--- start SOURCE MATERIAL ---
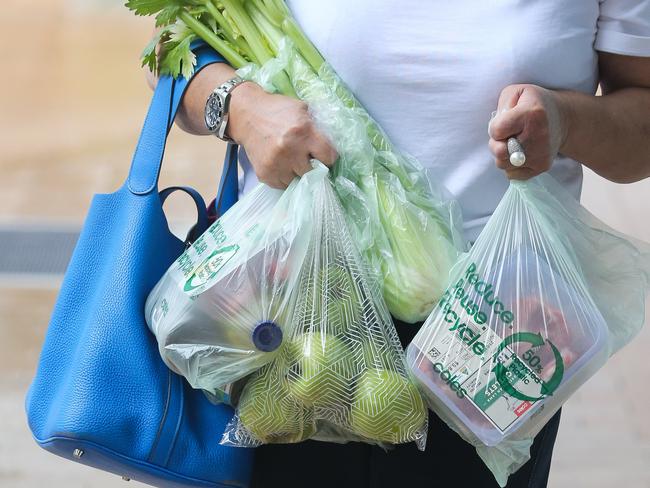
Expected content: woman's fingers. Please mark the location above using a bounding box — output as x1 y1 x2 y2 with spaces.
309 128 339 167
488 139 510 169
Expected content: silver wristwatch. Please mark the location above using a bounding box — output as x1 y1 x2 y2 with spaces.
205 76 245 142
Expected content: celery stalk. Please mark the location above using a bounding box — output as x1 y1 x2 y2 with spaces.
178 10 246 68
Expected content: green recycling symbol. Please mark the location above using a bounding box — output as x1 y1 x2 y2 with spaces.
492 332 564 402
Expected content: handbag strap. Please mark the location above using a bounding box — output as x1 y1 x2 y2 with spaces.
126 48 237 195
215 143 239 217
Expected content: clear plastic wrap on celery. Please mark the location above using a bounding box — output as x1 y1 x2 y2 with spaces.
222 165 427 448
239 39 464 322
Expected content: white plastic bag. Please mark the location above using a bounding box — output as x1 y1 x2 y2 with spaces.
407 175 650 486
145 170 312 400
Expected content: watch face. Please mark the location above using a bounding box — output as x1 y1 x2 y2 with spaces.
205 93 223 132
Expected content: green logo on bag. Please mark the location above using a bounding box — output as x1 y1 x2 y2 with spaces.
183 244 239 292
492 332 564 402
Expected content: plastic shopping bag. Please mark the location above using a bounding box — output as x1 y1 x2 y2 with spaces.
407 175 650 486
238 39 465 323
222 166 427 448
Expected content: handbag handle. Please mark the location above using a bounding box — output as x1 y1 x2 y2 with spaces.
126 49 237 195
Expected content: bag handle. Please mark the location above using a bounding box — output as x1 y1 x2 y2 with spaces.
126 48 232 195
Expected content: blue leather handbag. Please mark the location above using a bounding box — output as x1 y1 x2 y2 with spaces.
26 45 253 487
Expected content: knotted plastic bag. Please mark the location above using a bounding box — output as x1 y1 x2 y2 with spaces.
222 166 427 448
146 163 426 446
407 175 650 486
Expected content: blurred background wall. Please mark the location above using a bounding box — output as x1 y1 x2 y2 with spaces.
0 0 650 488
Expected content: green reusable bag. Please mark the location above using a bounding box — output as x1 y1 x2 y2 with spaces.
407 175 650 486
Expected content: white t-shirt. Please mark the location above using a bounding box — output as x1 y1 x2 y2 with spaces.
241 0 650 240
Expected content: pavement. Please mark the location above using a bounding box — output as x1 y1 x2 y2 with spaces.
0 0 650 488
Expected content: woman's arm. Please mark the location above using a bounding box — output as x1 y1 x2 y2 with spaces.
--- end SOURCE MATERIAL ---
--- start SOURCE MATERIAL ---
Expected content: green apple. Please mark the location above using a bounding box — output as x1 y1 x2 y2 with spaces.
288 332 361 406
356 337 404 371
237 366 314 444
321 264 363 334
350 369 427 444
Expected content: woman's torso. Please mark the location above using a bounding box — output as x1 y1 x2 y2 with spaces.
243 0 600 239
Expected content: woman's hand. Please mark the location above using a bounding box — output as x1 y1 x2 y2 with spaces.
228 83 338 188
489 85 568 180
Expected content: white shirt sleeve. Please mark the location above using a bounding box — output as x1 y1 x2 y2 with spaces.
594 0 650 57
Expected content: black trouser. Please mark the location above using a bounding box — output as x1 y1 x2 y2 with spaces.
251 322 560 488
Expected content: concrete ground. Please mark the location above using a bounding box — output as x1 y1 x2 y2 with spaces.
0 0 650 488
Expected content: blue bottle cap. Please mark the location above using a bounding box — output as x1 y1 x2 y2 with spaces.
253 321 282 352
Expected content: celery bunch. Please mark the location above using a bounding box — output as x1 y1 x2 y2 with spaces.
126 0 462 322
--- end SOURCE MATERIAL ---
§ **TASK INSTRUCTIONS**
Starting at the line that contains "Expected content: handbag strap." and ending after the line that contains "239 39 464 322", copy out those lines with the requests included, and shift every bounding box coordinate in the answers up by 53.

§ **SOLVED EXERCISE**
Expected content: handbag strap. Please mark the location above using a bounding box — output as x1 y1 x2 y2 with spaces.
179 101 290 248
268 196 292 270
Expected content: clear plastic wrap on celery. Please mark the location above using a bounding box — output as x1 y1 x2 y2 with spaces.
275 218 480 501
292 92 517 375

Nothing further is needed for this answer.